— Begin Given information —
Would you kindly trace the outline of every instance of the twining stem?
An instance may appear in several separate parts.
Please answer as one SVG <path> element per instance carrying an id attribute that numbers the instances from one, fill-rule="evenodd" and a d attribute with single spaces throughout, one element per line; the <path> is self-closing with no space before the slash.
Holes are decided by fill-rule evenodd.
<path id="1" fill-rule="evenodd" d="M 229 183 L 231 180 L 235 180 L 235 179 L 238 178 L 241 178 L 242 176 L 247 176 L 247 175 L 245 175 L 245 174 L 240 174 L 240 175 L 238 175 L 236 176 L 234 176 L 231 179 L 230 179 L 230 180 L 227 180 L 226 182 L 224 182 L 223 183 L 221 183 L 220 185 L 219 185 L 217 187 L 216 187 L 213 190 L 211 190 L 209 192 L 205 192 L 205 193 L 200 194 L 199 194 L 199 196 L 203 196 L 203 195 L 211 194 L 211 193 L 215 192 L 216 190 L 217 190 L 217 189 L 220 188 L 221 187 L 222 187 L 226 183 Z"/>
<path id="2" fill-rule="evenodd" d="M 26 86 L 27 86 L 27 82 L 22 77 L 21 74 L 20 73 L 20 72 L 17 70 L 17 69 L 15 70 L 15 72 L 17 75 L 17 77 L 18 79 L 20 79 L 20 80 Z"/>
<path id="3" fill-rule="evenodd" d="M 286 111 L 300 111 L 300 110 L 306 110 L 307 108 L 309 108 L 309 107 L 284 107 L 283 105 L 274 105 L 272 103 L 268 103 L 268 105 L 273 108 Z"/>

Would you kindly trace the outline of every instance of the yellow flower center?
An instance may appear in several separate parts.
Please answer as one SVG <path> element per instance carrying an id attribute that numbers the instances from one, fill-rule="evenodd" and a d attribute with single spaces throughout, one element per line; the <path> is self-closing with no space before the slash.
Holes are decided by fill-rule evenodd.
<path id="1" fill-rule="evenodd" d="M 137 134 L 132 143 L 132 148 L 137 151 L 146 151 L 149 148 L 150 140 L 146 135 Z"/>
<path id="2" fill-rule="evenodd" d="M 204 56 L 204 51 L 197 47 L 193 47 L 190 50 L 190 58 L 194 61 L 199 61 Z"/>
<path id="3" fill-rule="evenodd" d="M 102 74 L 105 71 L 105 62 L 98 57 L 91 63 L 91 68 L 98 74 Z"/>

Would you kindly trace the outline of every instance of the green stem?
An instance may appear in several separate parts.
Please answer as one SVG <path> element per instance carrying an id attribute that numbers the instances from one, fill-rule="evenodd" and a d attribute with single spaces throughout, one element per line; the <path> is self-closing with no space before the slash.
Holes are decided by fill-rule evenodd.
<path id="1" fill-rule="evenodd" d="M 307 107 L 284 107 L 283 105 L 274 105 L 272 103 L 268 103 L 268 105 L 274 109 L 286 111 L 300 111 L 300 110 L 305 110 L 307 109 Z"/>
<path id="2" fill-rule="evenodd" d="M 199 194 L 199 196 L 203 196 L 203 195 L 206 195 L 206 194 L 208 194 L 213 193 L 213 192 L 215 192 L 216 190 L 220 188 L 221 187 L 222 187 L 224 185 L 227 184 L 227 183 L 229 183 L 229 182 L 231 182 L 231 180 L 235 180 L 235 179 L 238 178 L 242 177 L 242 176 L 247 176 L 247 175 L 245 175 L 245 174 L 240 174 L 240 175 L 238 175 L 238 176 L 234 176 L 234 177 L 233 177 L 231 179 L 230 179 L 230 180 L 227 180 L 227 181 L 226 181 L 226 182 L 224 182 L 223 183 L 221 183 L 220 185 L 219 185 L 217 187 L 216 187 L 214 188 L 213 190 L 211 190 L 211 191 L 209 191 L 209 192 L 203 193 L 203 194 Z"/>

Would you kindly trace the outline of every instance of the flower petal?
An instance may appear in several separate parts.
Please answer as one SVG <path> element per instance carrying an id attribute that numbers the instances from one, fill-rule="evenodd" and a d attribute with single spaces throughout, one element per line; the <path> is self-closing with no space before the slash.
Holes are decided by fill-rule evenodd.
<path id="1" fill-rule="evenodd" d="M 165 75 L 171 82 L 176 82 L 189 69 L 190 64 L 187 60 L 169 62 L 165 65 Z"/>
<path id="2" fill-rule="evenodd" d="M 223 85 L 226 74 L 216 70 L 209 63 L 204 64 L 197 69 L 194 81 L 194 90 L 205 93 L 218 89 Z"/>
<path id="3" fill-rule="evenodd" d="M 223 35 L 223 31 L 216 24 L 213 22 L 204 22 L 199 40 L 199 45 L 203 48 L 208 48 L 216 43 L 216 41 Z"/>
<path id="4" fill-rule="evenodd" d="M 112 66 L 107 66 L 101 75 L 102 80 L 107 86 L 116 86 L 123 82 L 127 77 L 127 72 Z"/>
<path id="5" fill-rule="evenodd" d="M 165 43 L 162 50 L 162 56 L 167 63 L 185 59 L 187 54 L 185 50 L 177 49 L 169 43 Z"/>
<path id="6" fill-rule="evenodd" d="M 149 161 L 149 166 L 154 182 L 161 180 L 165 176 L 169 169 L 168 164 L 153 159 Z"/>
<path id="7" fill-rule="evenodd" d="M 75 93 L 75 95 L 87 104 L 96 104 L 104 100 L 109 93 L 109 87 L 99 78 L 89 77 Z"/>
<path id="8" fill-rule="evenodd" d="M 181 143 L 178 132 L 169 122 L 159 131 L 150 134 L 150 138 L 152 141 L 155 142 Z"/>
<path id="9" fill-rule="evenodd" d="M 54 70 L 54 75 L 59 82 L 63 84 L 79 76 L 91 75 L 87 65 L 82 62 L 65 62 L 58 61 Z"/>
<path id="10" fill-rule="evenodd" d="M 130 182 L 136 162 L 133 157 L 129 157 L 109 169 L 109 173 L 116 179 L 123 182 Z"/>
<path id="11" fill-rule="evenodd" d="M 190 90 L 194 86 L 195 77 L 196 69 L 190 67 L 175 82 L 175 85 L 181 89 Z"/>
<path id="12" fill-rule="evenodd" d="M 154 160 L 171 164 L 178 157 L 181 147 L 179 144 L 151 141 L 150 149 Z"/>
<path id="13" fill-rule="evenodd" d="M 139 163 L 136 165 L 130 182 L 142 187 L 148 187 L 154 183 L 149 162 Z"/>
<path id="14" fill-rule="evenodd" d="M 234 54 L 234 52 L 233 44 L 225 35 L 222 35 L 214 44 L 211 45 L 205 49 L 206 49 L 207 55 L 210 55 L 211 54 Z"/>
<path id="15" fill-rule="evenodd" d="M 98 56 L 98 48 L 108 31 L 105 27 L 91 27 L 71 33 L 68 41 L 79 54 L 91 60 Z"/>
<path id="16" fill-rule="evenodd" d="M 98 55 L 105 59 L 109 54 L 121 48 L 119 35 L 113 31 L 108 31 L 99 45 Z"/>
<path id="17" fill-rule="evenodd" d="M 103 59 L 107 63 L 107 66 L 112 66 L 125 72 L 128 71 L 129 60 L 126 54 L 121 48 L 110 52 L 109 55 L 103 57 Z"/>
— End Given information —
Problem to work on:
Convert the lines of the entries from the one containing "yellow flower center?" through the one containing "137 134 L 132", both included, into a numbered list, omitting any blank lines.

Written response:
1. Would you kindly trace the outline of every instance of the yellow flower center?
2. An instance may appear in several separate parts.
3. Please answer as one SVG <path> element per instance carrying an id attribute that numbers the instances from one, fill-rule="evenodd" and a d attribute with single spaces throughout, one element per line; the <path> is self-closing with no space before the slash.
4. Holes are decided by fill-rule evenodd.
5. <path id="1" fill-rule="evenodd" d="M 137 134 L 132 143 L 132 148 L 137 151 L 146 151 L 149 148 L 150 140 L 146 135 Z"/>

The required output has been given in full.